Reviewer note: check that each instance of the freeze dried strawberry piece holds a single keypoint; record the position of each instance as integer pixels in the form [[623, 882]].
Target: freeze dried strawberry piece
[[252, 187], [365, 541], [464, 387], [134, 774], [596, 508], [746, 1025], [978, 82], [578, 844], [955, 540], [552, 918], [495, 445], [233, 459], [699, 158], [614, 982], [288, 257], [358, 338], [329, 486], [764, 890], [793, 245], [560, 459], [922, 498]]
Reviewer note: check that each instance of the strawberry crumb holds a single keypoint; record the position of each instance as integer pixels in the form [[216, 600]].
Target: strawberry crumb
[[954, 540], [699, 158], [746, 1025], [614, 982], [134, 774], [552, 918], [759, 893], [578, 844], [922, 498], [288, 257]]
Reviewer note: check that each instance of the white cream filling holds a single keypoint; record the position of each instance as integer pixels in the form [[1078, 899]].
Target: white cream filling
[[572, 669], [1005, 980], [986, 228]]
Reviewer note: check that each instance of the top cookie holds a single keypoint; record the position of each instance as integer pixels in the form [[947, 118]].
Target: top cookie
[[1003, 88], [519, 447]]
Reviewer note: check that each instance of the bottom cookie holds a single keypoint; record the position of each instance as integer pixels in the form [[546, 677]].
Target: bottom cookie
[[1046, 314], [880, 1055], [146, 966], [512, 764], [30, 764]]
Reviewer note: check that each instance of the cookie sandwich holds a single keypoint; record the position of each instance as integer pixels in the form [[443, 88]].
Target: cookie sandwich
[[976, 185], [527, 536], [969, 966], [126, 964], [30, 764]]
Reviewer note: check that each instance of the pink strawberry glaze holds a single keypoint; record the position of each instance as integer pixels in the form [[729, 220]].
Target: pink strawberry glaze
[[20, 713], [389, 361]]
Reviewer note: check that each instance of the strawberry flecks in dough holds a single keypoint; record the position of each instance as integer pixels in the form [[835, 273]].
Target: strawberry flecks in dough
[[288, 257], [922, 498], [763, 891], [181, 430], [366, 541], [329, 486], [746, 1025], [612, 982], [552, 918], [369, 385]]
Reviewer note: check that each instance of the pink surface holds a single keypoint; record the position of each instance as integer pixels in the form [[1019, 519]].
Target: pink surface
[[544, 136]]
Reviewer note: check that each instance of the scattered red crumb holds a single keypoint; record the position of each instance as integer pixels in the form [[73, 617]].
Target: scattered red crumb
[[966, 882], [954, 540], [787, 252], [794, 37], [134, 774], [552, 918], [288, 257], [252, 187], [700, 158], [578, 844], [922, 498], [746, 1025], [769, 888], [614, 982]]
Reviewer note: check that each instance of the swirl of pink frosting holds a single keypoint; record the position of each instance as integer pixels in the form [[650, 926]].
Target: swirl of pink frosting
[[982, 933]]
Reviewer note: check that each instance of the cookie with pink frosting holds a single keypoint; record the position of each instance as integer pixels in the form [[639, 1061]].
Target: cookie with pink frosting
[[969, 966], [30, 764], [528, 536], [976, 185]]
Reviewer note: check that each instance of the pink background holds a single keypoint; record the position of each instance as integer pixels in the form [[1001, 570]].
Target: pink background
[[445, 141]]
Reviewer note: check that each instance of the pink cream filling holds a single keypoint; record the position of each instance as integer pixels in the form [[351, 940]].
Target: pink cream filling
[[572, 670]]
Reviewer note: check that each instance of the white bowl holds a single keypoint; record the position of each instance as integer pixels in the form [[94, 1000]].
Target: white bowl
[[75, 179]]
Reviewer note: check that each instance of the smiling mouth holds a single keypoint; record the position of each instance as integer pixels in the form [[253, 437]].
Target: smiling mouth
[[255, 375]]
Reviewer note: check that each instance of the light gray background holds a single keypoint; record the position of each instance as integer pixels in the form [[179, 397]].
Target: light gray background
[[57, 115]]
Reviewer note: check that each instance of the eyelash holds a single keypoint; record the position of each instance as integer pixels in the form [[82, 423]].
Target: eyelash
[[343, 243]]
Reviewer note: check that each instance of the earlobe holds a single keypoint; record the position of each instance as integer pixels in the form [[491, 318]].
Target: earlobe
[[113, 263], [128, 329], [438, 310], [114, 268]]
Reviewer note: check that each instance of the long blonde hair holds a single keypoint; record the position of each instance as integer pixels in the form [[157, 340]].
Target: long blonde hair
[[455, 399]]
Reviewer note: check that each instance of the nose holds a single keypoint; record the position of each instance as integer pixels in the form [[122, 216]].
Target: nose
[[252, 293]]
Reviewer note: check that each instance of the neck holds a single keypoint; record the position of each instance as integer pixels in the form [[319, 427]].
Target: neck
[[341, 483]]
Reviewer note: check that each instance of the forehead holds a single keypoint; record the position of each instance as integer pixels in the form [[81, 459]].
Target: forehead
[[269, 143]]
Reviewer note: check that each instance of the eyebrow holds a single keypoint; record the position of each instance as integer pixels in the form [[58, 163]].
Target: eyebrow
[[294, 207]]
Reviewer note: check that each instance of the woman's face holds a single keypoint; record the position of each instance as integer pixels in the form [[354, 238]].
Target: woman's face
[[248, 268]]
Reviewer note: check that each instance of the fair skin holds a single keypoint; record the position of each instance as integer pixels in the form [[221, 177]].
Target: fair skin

* _CHALLENGE_: Can you copy all the records above word for word?

* _OUTPUT BELOW_:
Reviewer note: check that each instance of the freeze dried strawberry piece holds a single keypoint; record the position of each instance as integer pixels in the form [[623, 882]].
Target: freeze dried strawberry piece
[[252, 187], [365, 541], [464, 387], [134, 774], [596, 508], [746, 1025], [978, 82], [578, 844], [955, 540], [552, 918], [495, 445], [233, 459], [699, 158], [614, 982], [288, 257], [358, 338], [329, 486], [764, 890], [793, 245], [560, 459], [922, 498]]
Reviewer note: check that each instance of the strawberry crumb holds a single keypoint; record the position of each instance as integer pixels in the form [[216, 600]].
Target: strawberry crumb
[[954, 540], [699, 158], [746, 1025], [614, 982], [134, 774], [552, 918], [759, 893], [578, 844], [922, 498], [288, 257]]
Reviewer note: check that each instance of the white cream filling holds a single keypoint; record the position of each instance as integer pixels in the form [[1078, 899]].
Target: white cream filling
[[572, 669], [1005, 980], [986, 228]]
Reviewer note: check that each instance of the top cookie holds a single keypoint; record the position of each instance as integer pixels in the form [[947, 118]].
Target: top cookie
[[1003, 88], [519, 447]]
Reviewer note: check that each instance of the bottom cookie holds a single keypoint; record the position of each instance as integer pixels in the form [[546, 677]].
Target: bottom cookie
[[1046, 314], [880, 1055], [146, 966], [512, 764], [30, 764]]
Reviewer note: check that each instance of the cookie sandwich holds a single keypoint; record the position of each instance as integer pixels in the form [[443, 88]].
Target: cookie sandwich
[[976, 185], [527, 536], [969, 966], [126, 964], [30, 764]]
Reviewer note: check that each instance of the pink strawberry glaze holds a single keypoint; record the position of each instance as integer pixels in the form [[729, 220]].
Target: pink strawberry glaze
[[20, 713], [389, 361]]
Reviewer note: check that each instance of the strawberry flecks in dough holds a single keypoint; record the position of each instance as integer pixels in the form [[835, 273]].
Target: strawberry flecks in dough
[[288, 257], [922, 498], [763, 891], [181, 430], [366, 541], [329, 486], [746, 1025], [612, 982], [552, 918], [369, 385]]
Reviewer note: check that each instance of the pink surface holds a single keypoint; record the position of each instance as integer pixels in the form [[1019, 519]].
Target: pink surface
[[544, 136]]
Reviewer note: check that each instance of the scattered red crumb holds a single keypoint; record the position of each instance as integer pixels in the form [[73, 617]].
Target: scattered red crumb
[[966, 882], [954, 540], [787, 252], [794, 37], [134, 774], [552, 918], [288, 257], [252, 187], [700, 158], [578, 844], [922, 498], [746, 1025], [769, 888], [614, 982]]
Reviewer note: check that each instance of the swirl of pink frosting holds a single keypoint; record the position of each instance as integer pixels in the form [[650, 926]].
Target: swirl of pink frosting
[[982, 933]]
Reviewer note: check that each instance of the cookie with pink frosting holds a single keypoint; record the position of each instance as integer pixels in the form [[639, 1061]].
Target: cookie with pink frosting
[[969, 966], [30, 764], [528, 536], [976, 185]]
Reviewer note: check that each instance of the pink background holds a single keypoint; record the position of each instance as integer pixels in the form [[1001, 570]].
Target: pink background
[[445, 141]]
Reviewer note: check that each instance of the pink cream filling holds a single keypoint; record the position of each instance as integer pixels in the form [[351, 940]].
Target: pink cream filling
[[572, 670]]
Reviewer note: check that each instance of the white bowl holds a single keypoint; record the position of each instance as integer pixels in the form [[94, 1000]].
Target: white bowl
[[75, 179]]
Reviewer note: check that each instance of the smiling mouth holds a single keypoint; record the position of each instance as integer pixels in the form [[253, 437]].
Target: smiling mouth
[[255, 375]]
Reviewer note: check that each instance of the light gray background holds a single keypoint; record the position of each instance as integer pixels in the form [[179, 397]].
Target: light gray background
[[57, 115]]
Reviewer note: check that each instance of the eyelash holds a single keypoint; record the position of each instance as integer pixels in the form [[82, 423]].
Target: eyelash
[[343, 243]]
Reviewer note: check that each instance of the earlobe holds a single keypoint; record the position of each instance as integer pixels in the form [[491, 318]].
Target: earlobe
[[113, 263], [128, 329], [438, 310], [114, 268]]
Reviewer note: check that each instance of the long blonde hair holds a single keypoint; record the position of each instance as integer pixels in the form [[157, 340]].
Target: long blonde hair
[[455, 399]]
Reviewer note: check that each instance of the nose holds a single keypoint; record the position of each instance as integer pixels in the form [[122, 216]].
Target: nose
[[252, 293]]
Reviewer note: check that each instance of the neck holds a single keypoint; record the position of each instance as integer pixels in the form [[319, 427]].
Target: neck
[[341, 483]]
Reviewer note: check that each instance of the forehead holds a single keypoint; record the position of each instance as integer pixels in the form [[81, 459]].
Target: forehead
[[269, 143]]
Reviewer note: check that each instance of the eyebrow holds a single keypoint; record the position of each instance as integer pixels in the form [[58, 163]].
Target: eyebrow
[[294, 207]]
Reviewer note: check that each instance of the woman's face holds a single keypoint; record the position of each instance as integer pixels in the form [[354, 238]].
Target: woman's face
[[248, 268]]
Reviewer note: check that each instance of the fair skin holds a single keypoint; record the position of each instance as integer pixels in the form [[221, 177]].
Target: fair skin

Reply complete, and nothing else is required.